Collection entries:

------------------------------

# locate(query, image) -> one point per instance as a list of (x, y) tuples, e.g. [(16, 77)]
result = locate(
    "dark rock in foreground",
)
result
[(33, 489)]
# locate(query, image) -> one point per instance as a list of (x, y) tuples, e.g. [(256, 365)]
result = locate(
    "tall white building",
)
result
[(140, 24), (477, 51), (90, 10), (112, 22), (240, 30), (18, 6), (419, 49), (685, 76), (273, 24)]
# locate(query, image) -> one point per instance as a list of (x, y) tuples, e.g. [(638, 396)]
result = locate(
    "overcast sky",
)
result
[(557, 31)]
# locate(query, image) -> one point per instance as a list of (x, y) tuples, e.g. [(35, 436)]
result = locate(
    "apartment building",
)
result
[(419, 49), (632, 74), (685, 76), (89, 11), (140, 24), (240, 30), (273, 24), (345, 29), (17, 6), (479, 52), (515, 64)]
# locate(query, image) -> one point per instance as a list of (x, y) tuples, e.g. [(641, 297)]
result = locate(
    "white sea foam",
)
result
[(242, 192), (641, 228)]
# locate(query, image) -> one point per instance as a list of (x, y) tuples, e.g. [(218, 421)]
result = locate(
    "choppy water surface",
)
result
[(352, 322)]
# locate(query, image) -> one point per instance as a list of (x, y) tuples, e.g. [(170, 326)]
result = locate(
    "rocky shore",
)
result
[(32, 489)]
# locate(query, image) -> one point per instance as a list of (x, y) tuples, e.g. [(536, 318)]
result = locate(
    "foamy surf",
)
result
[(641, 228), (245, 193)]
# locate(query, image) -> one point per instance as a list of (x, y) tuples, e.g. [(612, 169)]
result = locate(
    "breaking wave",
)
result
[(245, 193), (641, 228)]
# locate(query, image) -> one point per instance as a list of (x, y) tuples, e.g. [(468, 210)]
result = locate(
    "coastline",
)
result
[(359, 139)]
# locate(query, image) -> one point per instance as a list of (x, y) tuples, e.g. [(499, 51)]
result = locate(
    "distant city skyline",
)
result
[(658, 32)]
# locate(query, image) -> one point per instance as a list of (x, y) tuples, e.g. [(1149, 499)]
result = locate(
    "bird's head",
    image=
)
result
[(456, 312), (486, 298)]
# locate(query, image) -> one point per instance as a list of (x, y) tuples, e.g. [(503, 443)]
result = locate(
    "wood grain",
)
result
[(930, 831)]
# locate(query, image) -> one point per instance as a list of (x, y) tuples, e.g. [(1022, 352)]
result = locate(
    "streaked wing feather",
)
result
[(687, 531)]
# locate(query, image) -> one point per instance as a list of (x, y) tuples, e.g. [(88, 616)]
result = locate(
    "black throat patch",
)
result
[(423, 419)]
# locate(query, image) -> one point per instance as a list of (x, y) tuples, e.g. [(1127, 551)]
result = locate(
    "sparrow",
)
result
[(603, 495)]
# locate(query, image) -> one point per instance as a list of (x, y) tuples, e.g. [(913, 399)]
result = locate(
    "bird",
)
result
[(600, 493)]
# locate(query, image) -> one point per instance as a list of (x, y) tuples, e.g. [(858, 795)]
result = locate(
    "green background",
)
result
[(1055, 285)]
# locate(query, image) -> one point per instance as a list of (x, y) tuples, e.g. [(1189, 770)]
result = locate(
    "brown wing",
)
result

------------------------------

#### WHAT YOU SHOULD DO:
Reproduce every entry above. Make each line identical to the original.

#### RESULT OF THIS EXERCISE:
# locate(query, image) -> one point per instance as a list of (x, y) tuples, e.g. [(16, 77)]
result = locate(
    "dark rock in foreground",
)
result
[(33, 489)]
# locate(query, image) -> one point per instance as a list of (x, y) tuples, e.g. [(256, 365)]
result = locate(
    "tall white building",
)
result
[(140, 24), (477, 51), (90, 10), (112, 22), (240, 30), (18, 6), (419, 49), (685, 76), (273, 24)]
# locate(query, image) -> one point per instance as a list of (x, y) tuples, e.g. [(638, 396)]
result = locate(
    "overcast sky",
)
result
[(557, 31)]
# locate(query, image) -> one point per instance as a list of (x, y) tuples, e.g. [(35, 436)]
result = locate(
    "apartment building",
)
result
[(419, 49), (632, 74), (685, 76), (89, 11), (140, 24), (240, 30), (273, 24), (345, 29), (17, 6), (479, 52), (515, 64)]
# locate(query, image) -> one point per instance as a list of (x, y) tuples, e.g. [(641, 297)]
result = locate(
    "white sea foam",
)
result
[(242, 192), (641, 228)]
# locate(query, image) -> one point per instance as a list of (x, y) tuples, e.g. [(218, 421)]
result = locate(
    "choppy water surface",
)
result
[(352, 322)]
# locate(query, image) -> one point per instance as a list of (x, y) tuples, e.g. [(170, 326)]
result = locate(
    "rocky shore",
)
result
[(32, 489)]
# locate(query, image) -> one point per instance as a list of (x, y) tuples, e.g. [(536, 318)]
result = locate(
    "foamy surf",
)
result
[(641, 228), (245, 193)]
# locate(query, image) -> one point per instance as a list of (x, y) tuples, e.g. [(612, 169)]
result = locate(
    "breaking wave",
)
result
[(245, 193), (641, 228)]
# locate(query, image) -> one point per instance as a list of (x, y) tuples, e.g. [(468, 210)]
result = locate(
    "coastline",
)
result
[(359, 139)]
# locate(query, image) -> one point per instance as a list of (x, y) tuples, e.g. [(499, 51)]
result = locate(
    "distant city skyline",
)
result
[(658, 32)]
# locate(query, image) -> one point per instance as a list of (x, y) tuples, e.g. [(1149, 499)]
result = locate(
    "bird's head",
    image=
)
result
[(456, 312), (486, 298)]
# locate(query, image) -> one point per instance as a list of (x, y) tuples, e.g. [(503, 443)]
result = locate(
    "wood grain",
)
result
[(930, 831)]
# locate(query, image) -> one point per instance as a list of (x, y) tuples, e.g. [(1022, 352)]
result = locate(
    "streaked wing feather",
)
result
[(687, 531)]
# locate(query, image) -> one point per instance as a list of (x, y) tuples, e.g. [(88, 616)]
result = locate(
    "black throat patch",
)
result
[(423, 419)]
# locate(query, image) -> one point per instance as a list of (x, y) tuples, e.g. [(1127, 551)]
result = locate(
    "sparrow",
)
result
[(603, 495)]
# locate(query, image) -> one point per instance as a list of (x, y) tuples, e.g. [(913, 399)]
result = locate(
    "bird",
)
result
[(600, 493)]
# locate(query, image) -> one point per instance as a list of (x, y) tuples, e.g. [(858, 795)]
result = locate(
    "green background",
)
result
[(1055, 285)]
# locate(query, image) -> one point per instance as a list of (x, y) tuples, e.g. [(1189, 770)]
result = locate(
    "brown wing",
)
result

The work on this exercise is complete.